**YOUR OBJECTIVE**
What you give back must match the records below exactly, apart from the pictures, which are omitted.

**Dataset entries**
┌──

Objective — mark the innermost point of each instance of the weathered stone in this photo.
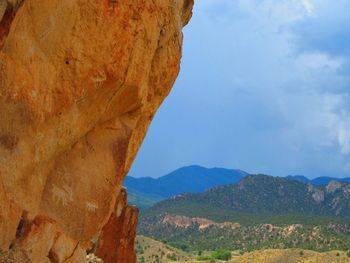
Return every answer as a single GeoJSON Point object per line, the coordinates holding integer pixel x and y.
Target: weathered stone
{"type": "Point", "coordinates": [80, 82]}
{"type": "Point", "coordinates": [117, 239]}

└──

**RESPONSE AREA**
Objective — mark the innermost point of each instance of the weathered stone in this photo.
Return every answer as a single GeoJSON Point object per line, the coordinates holding integer pixel x and y.
Target: weathered stone
{"type": "Point", "coordinates": [80, 82]}
{"type": "Point", "coordinates": [117, 239]}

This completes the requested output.